Assignment:
Could you print the data that follows exactly as given?

Input records:
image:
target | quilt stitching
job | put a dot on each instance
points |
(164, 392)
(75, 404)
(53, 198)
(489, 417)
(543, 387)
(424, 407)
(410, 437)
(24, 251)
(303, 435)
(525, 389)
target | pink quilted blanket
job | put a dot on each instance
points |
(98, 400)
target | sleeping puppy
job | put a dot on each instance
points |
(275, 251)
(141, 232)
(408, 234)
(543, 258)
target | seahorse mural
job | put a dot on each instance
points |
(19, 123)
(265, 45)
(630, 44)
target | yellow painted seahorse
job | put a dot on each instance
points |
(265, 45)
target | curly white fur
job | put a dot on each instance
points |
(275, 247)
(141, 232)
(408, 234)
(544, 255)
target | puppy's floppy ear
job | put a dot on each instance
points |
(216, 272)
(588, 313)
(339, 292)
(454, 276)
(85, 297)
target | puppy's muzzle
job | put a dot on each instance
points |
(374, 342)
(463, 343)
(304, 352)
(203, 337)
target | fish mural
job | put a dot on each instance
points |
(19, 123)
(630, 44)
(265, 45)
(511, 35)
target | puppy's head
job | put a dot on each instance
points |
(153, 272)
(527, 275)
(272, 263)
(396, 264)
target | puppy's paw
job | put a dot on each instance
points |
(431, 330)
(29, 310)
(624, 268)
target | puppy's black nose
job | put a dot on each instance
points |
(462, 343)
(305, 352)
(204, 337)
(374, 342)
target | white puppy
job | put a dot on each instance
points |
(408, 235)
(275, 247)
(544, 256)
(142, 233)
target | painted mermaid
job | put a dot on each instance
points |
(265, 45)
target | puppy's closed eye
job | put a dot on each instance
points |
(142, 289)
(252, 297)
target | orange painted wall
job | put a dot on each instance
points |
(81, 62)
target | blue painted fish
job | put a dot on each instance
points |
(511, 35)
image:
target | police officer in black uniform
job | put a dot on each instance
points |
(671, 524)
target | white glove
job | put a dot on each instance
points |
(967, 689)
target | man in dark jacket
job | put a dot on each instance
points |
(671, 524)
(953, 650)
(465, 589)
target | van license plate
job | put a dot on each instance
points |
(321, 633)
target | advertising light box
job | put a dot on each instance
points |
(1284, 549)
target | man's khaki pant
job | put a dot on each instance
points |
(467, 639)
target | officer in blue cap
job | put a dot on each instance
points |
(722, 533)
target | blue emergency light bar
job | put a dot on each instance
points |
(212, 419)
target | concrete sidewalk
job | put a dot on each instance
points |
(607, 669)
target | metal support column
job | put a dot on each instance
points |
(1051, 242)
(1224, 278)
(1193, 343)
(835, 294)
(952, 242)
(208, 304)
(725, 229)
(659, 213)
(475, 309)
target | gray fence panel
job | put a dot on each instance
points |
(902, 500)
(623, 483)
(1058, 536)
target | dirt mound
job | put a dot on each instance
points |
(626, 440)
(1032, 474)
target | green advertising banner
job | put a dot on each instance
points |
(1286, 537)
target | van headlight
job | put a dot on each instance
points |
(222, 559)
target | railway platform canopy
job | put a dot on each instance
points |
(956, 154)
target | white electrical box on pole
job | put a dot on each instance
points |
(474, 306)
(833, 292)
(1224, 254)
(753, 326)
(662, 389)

Answer area:
image:
target | quilt stitching
job | put a dot on each instance
points |
(164, 392)
(75, 404)
(53, 198)
(489, 417)
(543, 387)
(424, 407)
(410, 437)
(24, 251)
(303, 435)
(525, 389)
target | pink quilted blanket
job | put a dot on each instance
points |
(98, 400)
target | sleeping puppy
job | put a dot on each instance
points |
(275, 251)
(141, 232)
(408, 234)
(543, 258)
target | seahorse mural
job | put a dot on each instance
points |
(19, 123)
(265, 45)
(630, 44)
target | yellow painted seahorse
job | put a dot on each instance
points |
(265, 45)
target | curly white fur
job | put a dot on each instance
points |
(275, 247)
(141, 232)
(408, 234)
(544, 255)
target | puppy's floppy ear
job | put a dot on each instance
points |
(216, 272)
(588, 313)
(339, 292)
(454, 276)
(85, 297)
target | puppy's muzzle
job | put a dot on each instance
points |
(374, 342)
(463, 343)
(304, 352)
(203, 337)
target | fish mural
job | put a dot on each instance
points |
(19, 123)
(630, 44)
(265, 45)
(511, 35)
target | puppy's head
job | put a dot on each instance
points |
(153, 272)
(527, 275)
(272, 263)
(396, 264)
target | puppy's paw
job | put a dot on each instance
points |
(431, 330)
(29, 310)
(624, 268)
target | puppy's black nose
job | put a dot on each instance
points |
(462, 343)
(305, 352)
(204, 337)
(374, 342)
target | white puppy
job | put a dot on each instance
points |
(408, 235)
(275, 247)
(544, 256)
(142, 233)
target | painted mermaid
job | put a dot on each instance
points |
(265, 45)
target | puppy's closed eye
job | put a dot on each instance
points |
(142, 289)
(252, 297)
target | orange painted wall
job | put a dot on each instance
points |
(81, 62)
target | blue painted fish
job | put a dot on each instance
points |
(511, 35)
image:
target | police officer in black uniform
job | put a dot on each instance
points |
(671, 524)
target | white glove
job | put a dot on each instance
points |
(967, 689)
target | man in dark jacket
job | put a dot on each instance
points |
(671, 524)
(953, 650)
(465, 589)
target | van license plate
job | put a dot on each instance
points |
(321, 633)
target | advertising light box
job | put a dot on each instance
points |
(1284, 549)
target | man's khaki pant
job | put a dot on each instance
points |
(467, 639)
target | officer in blue cap
job | put a dot on each instance
points |
(722, 533)
target | blue emergency light bar
job | put a dot on each instance
points |
(212, 419)
target | concrete sidewalk
job | put a dot on each instance
points |
(607, 669)
target | metal support column
job | put a dot on each instance
points |
(1051, 242)
(1224, 278)
(1193, 343)
(835, 294)
(952, 242)
(208, 304)
(725, 229)
(659, 213)
(475, 309)
target | gray fence panel
job | put a dot on each instance
points |
(902, 500)
(623, 483)
(1058, 536)
target | dirt mound
job | put a dot on each instance
points |
(626, 440)
(1032, 474)
target | green advertising banner
job | put a dot on each instance
points |
(1286, 537)
target | van headlight
job | put a dot on each instance
points |
(222, 559)
target | railway platform canopy
job | put a dot on each instance
points |
(956, 154)
target | white electrical box on pole
job | put a dot on each instance
points |
(474, 306)
(833, 292)
(1224, 254)
(753, 326)
(662, 389)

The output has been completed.